■ FRAGMENTO ■
■ ■ ■ ■

EL PATIO AZUL

Blog del Círculo literario EL PATIO AZUL, en él encontrarás poesía de variada temática, lo social se funde con lo metafísico y aparece reflejado en una filosofía que flota en cada verso. También la narrativa se desliza breve, con talento y sensibilidad.

Tuesday, November 28, 2006

El lago del celular perdido


Por: Jaime Bayly

Solía jactarme de no llevar conmigo un teléfono celular, hasta que las mediocres circunstancias que rodean mi vida me obligaron a traicionarme una vez más y comprar un celular en Miami para atender los asuntos siempre urgentes –y casi siempre irrelevantes– del programa de televisión que presento en esa ciudad. Compré un aparato caro y sofisticado, ultraliviano, de color negro, con un número de funciones que nunca sería capaz de comprender, y, a pesar de la insistencia de la vendedora venezolana, me negué a firmar un contrato con la compañía. Preferí adquirir el teléfono, cargarlo con una tarjeta de cien dólares y continuar usando esa modalidad, la de comprar tarjetas cuando el crédito estuviese por expirar, pues ese sistema, conocido como “prepago”, me concedió el dudoso placer, en medio de la vergüenza y el fastidio que me asaltaron al convertirme en un rehén más de la cultura celular, de sentirme algo menos prisionero.

■ ■ ■ ■

■ DATOS PROPORCIONADOS ■
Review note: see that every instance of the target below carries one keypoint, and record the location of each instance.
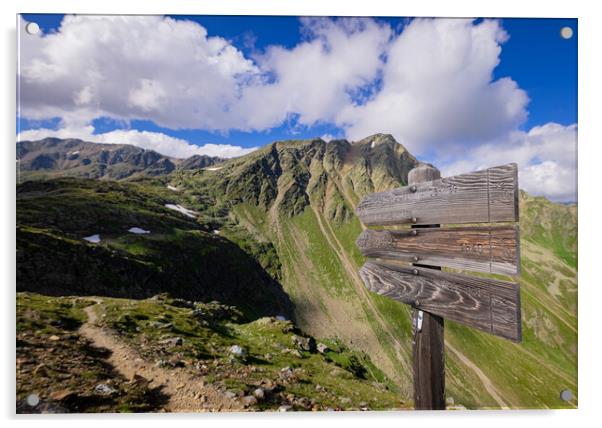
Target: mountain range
(274, 232)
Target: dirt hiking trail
(187, 392)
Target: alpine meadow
(247, 213)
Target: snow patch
(181, 209)
(138, 231)
(95, 239)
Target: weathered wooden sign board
(493, 306)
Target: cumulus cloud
(437, 88)
(546, 156)
(157, 141)
(132, 67)
(317, 78)
(172, 73)
(431, 86)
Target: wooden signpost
(493, 306)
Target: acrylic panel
(279, 213)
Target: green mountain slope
(290, 207)
(300, 196)
(54, 157)
(178, 255)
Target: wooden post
(429, 351)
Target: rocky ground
(164, 354)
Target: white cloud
(171, 72)
(132, 67)
(437, 88)
(159, 142)
(316, 78)
(546, 157)
(431, 86)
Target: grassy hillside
(280, 367)
(289, 207)
(178, 255)
(300, 196)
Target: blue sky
(529, 88)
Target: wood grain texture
(429, 363)
(486, 196)
(428, 341)
(481, 249)
(486, 304)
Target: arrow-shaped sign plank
(485, 196)
(486, 304)
(481, 249)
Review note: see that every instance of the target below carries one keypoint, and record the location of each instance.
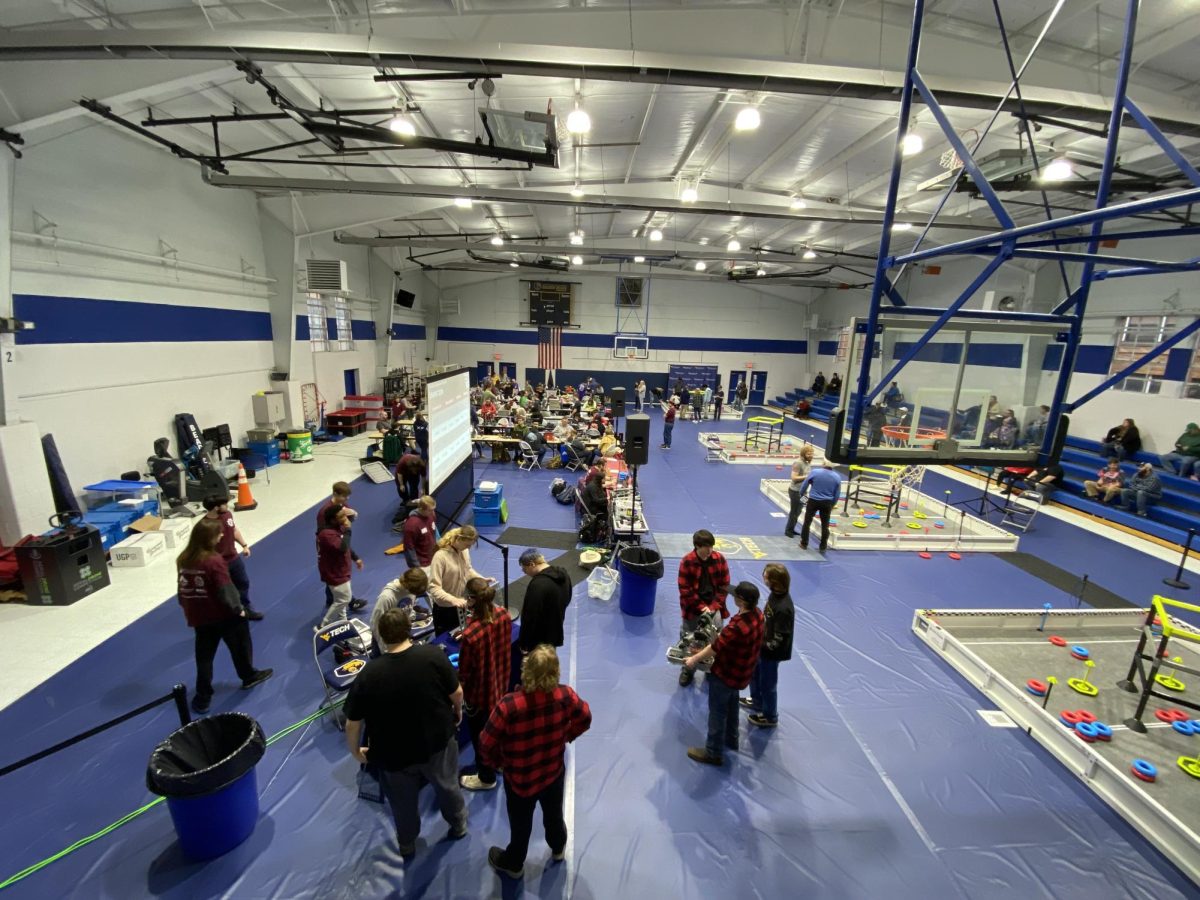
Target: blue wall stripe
(579, 339)
(76, 319)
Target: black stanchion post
(179, 694)
(1177, 581)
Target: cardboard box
(139, 550)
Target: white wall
(676, 309)
(107, 402)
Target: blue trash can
(640, 571)
(207, 773)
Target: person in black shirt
(777, 647)
(412, 702)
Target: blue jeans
(763, 684)
(723, 718)
(1186, 463)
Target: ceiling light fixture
(402, 125)
(579, 121)
(748, 119)
(1057, 171)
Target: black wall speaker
(637, 439)
(618, 402)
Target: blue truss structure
(1039, 240)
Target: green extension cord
(108, 829)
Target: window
(1137, 335)
(317, 334)
(342, 317)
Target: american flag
(550, 347)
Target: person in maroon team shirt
(735, 654)
(527, 737)
(214, 611)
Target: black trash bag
(642, 561)
(205, 755)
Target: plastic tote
(207, 773)
(640, 571)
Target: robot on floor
(693, 640)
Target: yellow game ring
(1085, 688)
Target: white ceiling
(647, 141)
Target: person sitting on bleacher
(1186, 455)
(1122, 441)
(1108, 481)
(1144, 486)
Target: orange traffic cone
(245, 498)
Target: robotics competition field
(881, 779)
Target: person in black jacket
(777, 647)
(547, 597)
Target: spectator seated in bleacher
(1143, 489)
(1108, 483)
(1186, 456)
(1036, 431)
(1122, 441)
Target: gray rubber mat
(772, 547)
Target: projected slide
(449, 414)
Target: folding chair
(527, 459)
(340, 649)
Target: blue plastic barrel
(215, 823)
(640, 571)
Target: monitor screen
(449, 414)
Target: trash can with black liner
(207, 773)
(640, 571)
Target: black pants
(235, 634)
(797, 503)
(475, 721)
(521, 821)
(822, 509)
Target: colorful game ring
(1143, 769)
(1170, 715)
(1171, 684)
(1189, 765)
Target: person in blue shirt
(823, 486)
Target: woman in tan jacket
(449, 573)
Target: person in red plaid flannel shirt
(703, 583)
(527, 738)
(485, 659)
(735, 654)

■ ■ ■ ■

■ INSTRUCCIÓN A ■
Reescribe el fragmento sobre el celular perdido desde "Blog del Círculo" hasta "talento y sensibilidad.", ambos incluidos, y sustituye "narrativa" por "prosa".
■ INSTRUCCIÓN B ■
Continúa el fragmento sobre el celular perdido a partir de su última oración.

■ RESULTADO A ■
Blog del Círculo literario EL PATIO AZUL, en él encontrarás poesía de variada temática, lo social se funde con lo metafísico y aparece reflejado en una filosofía que flota en cada verso. También la prosa se desliza breve, con talento y sensibilidad.

■ RESULTADO B ■
Me resultó enormemente difícil elegir el tono musical que debía sonar cuando me llamasen, la imagen que serviría como telón de fondo en la pantalla, el idioma en que aparecerían las palabras (estuve tentado de usar el mandarín) y el nombre del usuario (siempre me ha parecido que Jaime es un nombre chato, seco, desangelado, pusilánime, lo que por otra parte me hace justicia y revela cuán perspicaces fueron mis padres en adivinar mi carácter). Semanas después, llegué con mis dos hijas a Buenos Aires un martes de primavera.
El viaje consistió en dos tramos que duraron casi lo mismo: Lima-Buenos Aires, en avión, y Ezeiza-San Isidro, en taxi, por la avenida general Paz, a las siete y media de la mañana. Esa tarde, tras descansar unas horas, fuimos caminando a una tienda de telefonía móvil y compramos un “chip” que nos permitiese usar mi celular también en Buenos Aires, con un número local y cargándolo con tarjetas. Al salir de la tienda con mi celular activado, me sentí socio de Microsoft o de Google o de Youtube. Me maravilló que mi vida hubiese dado ese salto tecnológico alucinante.
Luego llamé a mi productor en Miami, me contó apesadumbrado que una entrevista que dejé grabada había salido sin audio, provocando la comprensible indignación del público, y recordé las minúsculas, bochornosas dimensiones de mi existencia. Del mismo modo que en Miami, sólo usaba el celular en Buenos Aires cuando era estrictamente inevitable, pulsando la tecla de altavoz y alejándolo todo lo que fuese posible de mi cabeza, pues estaba convencido de que las ondas que irradiaba ese adminículo impertinente me provocaban dolores de cabeza, a menos que usara el altavoz y lo mantuviese a cierta distancia de mis orejas. El jueves, día de acción de gracias, mis hijas y yo fuimos a los bosques de Palermo, caminamos por el rosedal y decidimos dar un paseo en bote por el lago de aguas verdosas. Tras pagar quince pesos y embutirnos en unos chalecos rojos salvavidas, subimos al botecito de madera y empezamos a remar con tanta torpeza como alegría.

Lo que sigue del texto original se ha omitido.